» About this exercise:
Without the images, repeat every line of the listing verbatim.

——————————

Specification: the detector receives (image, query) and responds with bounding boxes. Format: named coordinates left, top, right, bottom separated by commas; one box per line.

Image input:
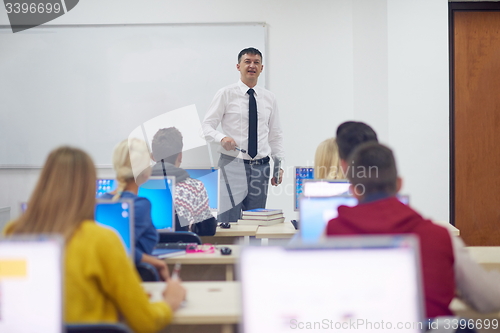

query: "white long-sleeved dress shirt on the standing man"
left=202, top=80, right=285, bottom=160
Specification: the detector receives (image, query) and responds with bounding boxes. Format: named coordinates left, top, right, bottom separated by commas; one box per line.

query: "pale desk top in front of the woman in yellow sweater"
left=142, top=281, right=241, bottom=325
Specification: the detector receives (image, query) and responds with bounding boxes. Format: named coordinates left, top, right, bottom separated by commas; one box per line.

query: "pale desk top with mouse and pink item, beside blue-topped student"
left=165, top=245, right=240, bottom=265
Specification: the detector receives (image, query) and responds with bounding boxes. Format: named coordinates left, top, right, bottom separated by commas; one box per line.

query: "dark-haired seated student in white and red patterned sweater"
left=151, top=127, right=217, bottom=236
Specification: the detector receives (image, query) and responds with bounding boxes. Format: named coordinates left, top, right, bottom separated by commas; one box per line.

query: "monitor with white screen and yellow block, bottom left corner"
left=0, top=237, right=65, bottom=333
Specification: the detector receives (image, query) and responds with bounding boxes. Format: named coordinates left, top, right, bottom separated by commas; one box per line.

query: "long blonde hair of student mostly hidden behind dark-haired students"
left=314, top=138, right=345, bottom=179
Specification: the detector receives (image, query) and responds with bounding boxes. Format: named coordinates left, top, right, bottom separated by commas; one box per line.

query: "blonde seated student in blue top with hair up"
left=100, top=139, right=168, bottom=280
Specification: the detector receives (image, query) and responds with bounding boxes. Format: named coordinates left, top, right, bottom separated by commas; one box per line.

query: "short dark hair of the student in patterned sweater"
left=151, top=127, right=186, bottom=164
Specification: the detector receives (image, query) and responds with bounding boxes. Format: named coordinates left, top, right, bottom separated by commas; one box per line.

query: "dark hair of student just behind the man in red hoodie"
left=337, top=121, right=378, bottom=161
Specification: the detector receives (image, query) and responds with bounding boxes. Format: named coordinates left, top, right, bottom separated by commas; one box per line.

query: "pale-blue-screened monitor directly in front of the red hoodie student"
left=299, top=193, right=409, bottom=243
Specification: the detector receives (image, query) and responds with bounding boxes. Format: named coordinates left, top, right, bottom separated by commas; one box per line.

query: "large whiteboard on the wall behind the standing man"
left=0, top=23, right=267, bottom=167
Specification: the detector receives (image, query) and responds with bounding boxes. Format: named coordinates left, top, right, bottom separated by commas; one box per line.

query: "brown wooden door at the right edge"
left=456, top=7, right=500, bottom=246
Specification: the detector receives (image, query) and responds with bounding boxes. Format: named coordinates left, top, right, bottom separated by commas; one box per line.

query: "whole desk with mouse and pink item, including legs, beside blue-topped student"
left=165, top=245, right=240, bottom=281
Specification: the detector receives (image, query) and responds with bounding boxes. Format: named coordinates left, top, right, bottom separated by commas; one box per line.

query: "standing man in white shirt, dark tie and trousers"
left=203, top=48, right=284, bottom=222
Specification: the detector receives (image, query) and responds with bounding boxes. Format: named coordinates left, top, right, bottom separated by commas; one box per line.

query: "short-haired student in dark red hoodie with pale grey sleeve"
left=326, top=142, right=500, bottom=318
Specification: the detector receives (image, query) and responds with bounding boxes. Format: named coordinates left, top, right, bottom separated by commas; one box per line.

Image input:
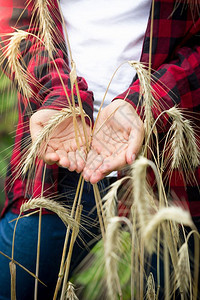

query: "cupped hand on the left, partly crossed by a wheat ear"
left=30, top=109, right=90, bottom=173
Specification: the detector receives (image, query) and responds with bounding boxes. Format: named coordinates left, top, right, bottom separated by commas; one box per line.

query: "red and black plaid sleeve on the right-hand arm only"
left=115, top=0, right=200, bottom=131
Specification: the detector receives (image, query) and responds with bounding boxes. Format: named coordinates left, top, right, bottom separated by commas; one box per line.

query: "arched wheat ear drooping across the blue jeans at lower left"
left=20, top=197, right=79, bottom=229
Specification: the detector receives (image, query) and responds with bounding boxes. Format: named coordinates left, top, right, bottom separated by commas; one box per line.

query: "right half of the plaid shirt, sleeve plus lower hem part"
left=114, top=0, right=200, bottom=220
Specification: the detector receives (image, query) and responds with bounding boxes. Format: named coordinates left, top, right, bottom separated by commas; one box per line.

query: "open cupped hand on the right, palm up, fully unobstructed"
left=83, top=100, right=144, bottom=184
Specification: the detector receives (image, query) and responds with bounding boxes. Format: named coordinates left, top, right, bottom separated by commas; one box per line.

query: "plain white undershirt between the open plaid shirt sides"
left=60, top=0, right=151, bottom=118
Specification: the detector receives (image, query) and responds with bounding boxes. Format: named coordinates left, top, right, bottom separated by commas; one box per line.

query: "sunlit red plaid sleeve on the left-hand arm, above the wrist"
left=0, top=0, right=93, bottom=120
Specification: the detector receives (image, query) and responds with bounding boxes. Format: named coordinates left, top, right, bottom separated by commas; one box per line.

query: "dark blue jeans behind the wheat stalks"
left=0, top=169, right=112, bottom=300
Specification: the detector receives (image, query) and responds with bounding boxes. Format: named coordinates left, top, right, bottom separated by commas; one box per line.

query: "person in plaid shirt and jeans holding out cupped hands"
left=0, top=0, right=200, bottom=299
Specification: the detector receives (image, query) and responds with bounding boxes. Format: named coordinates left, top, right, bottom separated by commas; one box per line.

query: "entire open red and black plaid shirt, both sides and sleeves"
left=0, top=0, right=200, bottom=216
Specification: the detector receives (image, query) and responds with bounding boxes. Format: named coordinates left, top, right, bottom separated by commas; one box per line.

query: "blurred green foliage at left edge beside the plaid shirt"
left=0, top=73, right=17, bottom=211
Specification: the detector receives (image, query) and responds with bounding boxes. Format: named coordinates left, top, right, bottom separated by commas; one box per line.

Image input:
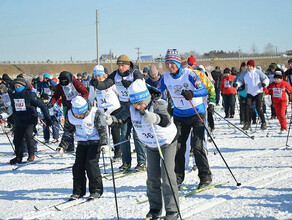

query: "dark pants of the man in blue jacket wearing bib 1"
left=174, top=113, right=212, bottom=184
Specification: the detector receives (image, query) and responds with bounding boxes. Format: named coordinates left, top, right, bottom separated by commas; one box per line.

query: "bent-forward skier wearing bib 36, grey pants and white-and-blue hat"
left=101, top=79, right=178, bottom=219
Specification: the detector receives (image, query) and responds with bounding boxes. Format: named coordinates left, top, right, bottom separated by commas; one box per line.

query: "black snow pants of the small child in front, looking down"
left=73, top=143, right=103, bottom=195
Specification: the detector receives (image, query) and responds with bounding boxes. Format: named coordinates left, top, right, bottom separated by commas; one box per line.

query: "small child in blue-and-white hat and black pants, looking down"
left=57, top=96, right=107, bottom=200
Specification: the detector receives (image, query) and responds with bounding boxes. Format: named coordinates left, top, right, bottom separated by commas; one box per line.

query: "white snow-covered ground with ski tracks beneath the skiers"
left=0, top=107, right=292, bottom=219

——————————

» Output of the exercise:
Specification: the detector receives (image, query) and responds with bounding boxes. Format: named coordinates left, top, right, bottom separated by commas; one box per line.

Image input:

query: "white long-sleeved dress shirt on the standing man"
left=202, top=80, right=285, bottom=160
Specification: the detector receives (image, query) and responds with bounding boxes. Format: named coordinates left, top, right, bottom separated by commas; one box per line.

query: "pale desk top in front of the woman in yellow sweater"
left=142, top=281, right=241, bottom=325
Specification: the detector receives (image, query) and responds with bounding boxes. Format: named coordinates left, top, right, bottom separated by commas; one box per line.

query: "pale desk top with mouse and pink item, beside blue-topped student"
left=165, top=245, right=240, bottom=265
Specification: the detector receives (image, query) and responds with bounding boxes. Format: named coordinates left, top, right, bottom separated by commas; one box per line.

query: "dark-haired seated student in white and red patterned sweater"
left=151, top=127, right=217, bottom=236
Specification: the detector receives (image, query) and responds with bounding boxes. Format: named coordinates left, top, right, bottom separated by commas; one box per line.

query: "monitor with white screen and yellow block, bottom left corner"
left=0, top=237, right=65, bottom=333
Specification: the detector receives (image, query) and responds with bounding boxes. Format: named coordinates left, top, right, bottom separated by commas; one box per line.

query: "long blonde hair of student mostly hidden behind dark-haired students"
left=314, top=138, right=345, bottom=179
Specification: the detector receives (image, query) and responds with bounding boxes. Format: named coordinates left, top, right, bottom separated by commas; one box per line.

query: "blonde seated student in blue top with hair up"
left=100, top=139, right=168, bottom=280
Specification: the detector receives (image, query) and responds with bounding boxes. Format: named coordinates left, top, right, bottom separated by commas; one box per line.

query: "short dark hair of the student in patterned sweater"
left=151, top=127, right=186, bottom=164
Specification: the detector receives (image, query) and responds with bounding boxes. Format: named coordinates left, top, right, bottom separated by commas; one box per line.

query: "dark hair of student just behind the man in red hoodie"
left=337, top=121, right=378, bottom=161
Specification: the detector receives (image, query) and responds with bounding boxes. Format: named coordinates left, top, right, bottom separated by commas; one box per line.

query: "pale-blue-screened monitor directly in front of the red hoodie student"
left=299, top=193, right=409, bottom=243
Specification: the detector receives (image, query) and responds with bounding boxes. Format: named coordinates left, top, right, bottom separated by commas; one box per line.

query: "large whiteboard on the wall behind the standing man"
left=0, top=23, right=267, bottom=167
Specification: the detector receives (image, query) and responds with bounding boxes. Format: named coordinates left, top, right, bottom separated by commas; one box per line.

query: "brown wooden door at the right edge"
left=456, top=7, right=500, bottom=246
Specification: the detector receives (image, query) and responds with bounding boxes. Format: named coordinates left, top, right, bottom separated by commas; one box per line.

query: "whole desk with mouse and pink item, including legs, beside blue-topped student"
left=165, top=245, right=240, bottom=281
Specification: the detector receives (image, query) and responds with bounding boxes. Format: named coordinates left, top, right, bottom separated by commas; one box per line.

query: "standing man in white shirt, dark tie and trousers"
left=203, top=48, right=284, bottom=222
Specification: the detector receives (image, query) and responds with bounding boxes. Format: named coordinates left, top, right, bottom separated by commas; one box per line.

query: "short-haired student in dark red hoodie with pale grey sleeve"
left=326, top=142, right=500, bottom=318
Specification: the detector receives (image, query) and responds with bounding boxes. Format: named coordinates left, top, right, bottom separated by commas; one box per line.

Image input:

query: "cupped hand on the left, partly crossed by a wheat ear"
left=30, top=109, right=90, bottom=173
Specification: the detector receives (image, query) and responds with bounding boxes. Format: named coordinates left, top, right, bottom separated by commas; one box per line.

query: "red and black plaid sleeve on the right-hand arm only"
left=115, top=0, right=200, bottom=131
Specification: the detector receives (image, query) and responds with bounding boxes. Format: named coordinates left, top, right, bottom separated by commas; one box per line.

query: "arched wheat ear drooping across the blue jeans at lower left"
left=20, top=197, right=79, bottom=229
Specification: the detector receives (image, query) and responds with bounding boxes. Format: named coordinates left, top, right, bottom separated by commas; one box per line.

query: "right half of the plaid shirt, sleeve plus lower hem part"
left=114, top=0, right=200, bottom=220
Specification: the detector receives (image, query) and responds with bounding boxes. Format: named coordinates left, top, right, bottom separated by commas; one box per line.

query: "open cupped hand on the right, palm up, fully unobstructed"
left=83, top=100, right=144, bottom=184
Specification: the detector receives (image, query) and responds with bounding boxes. Format: named coordinates left, top, right, bottom separated by commas; one box per line.

query: "plain white undershirt between the open plaid shirt sides"
left=60, top=0, right=151, bottom=118
Specification: the detector receives (image, query) and responds with bounding boxes. Format: named coordinates left, top, right, bottom separated by commas; one box per line.

query: "sunlit red plaid sleeve on the left-hand arm, above the wrist"
left=0, top=0, right=93, bottom=120
Specification: the detector receives (image, query) and responds with bounding boxes. Format: named coordinates left, top, right, bottom separated by commas; one box per line.

query: "dark blue jeans behind the wheat stalks"
left=0, top=169, right=112, bottom=300
Specification: the detector receives (image, query) and responds with bounding boxes. Format: named coordinates left, top, right, bottom separated by commas; one box per line.

query: "person in plaid shirt and jeans holding out cupped hands"
left=0, top=0, right=200, bottom=299
Specification: the detector receives (image, query) and responds with bounding boxes. Format: named coordinates left, top, right, bottom separated by commas; one box per line.

query: "entire open red and black plaid shirt, both sides and sleeves"
left=0, top=0, right=200, bottom=216
Specification: the detector receives (image, query) and responds with bounding boxes. Format: named coordinates left, top, right, bottom separated by commas; one box per line.

query: "blurred green foliage at left edge beside the plaid shirt"
left=0, top=73, right=17, bottom=211
Specification: the detector receives (image, query) and responds with bounding boxes. Format: named coordinates left, top, right, bottom separated by commas; one box per line.

Image input:

query: "dark pants of the man in blue jacket wearing bib 1"
left=174, top=113, right=212, bottom=184
Specification: the detector receives (image, query) and responds with bounding boxes. Format: named coordinates left, top, right, bottom separated by commas; one box per line.

query: "bent-forward skier wearing bib 36, grey pants and white-and-blue hat"
left=101, top=79, right=178, bottom=219
Specification: the detector receives (image, query) and responds with bounding boxes. Format: named coordinates left, top, right, bottom separated by commas; one box per line.

query: "black snow pants of the small child in front, looking down"
left=73, top=143, right=103, bottom=195
Specification: the detector receives (image, query) and responds with bounding boxes. Format: named coordinates left, top, right, bottom separated by commas; one box per line.

query: "small child in blue-and-white hat and black pants, looking down"
left=57, top=96, right=107, bottom=200
Specification: the detector receives (image, query) and responds with bounding boxes. Format: named coordinates left, top, right, bottom separated by commas; one box per line.

query: "white snow-covered ground with ski tracks beneath the skiers"
left=0, top=107, right=292, bottom=219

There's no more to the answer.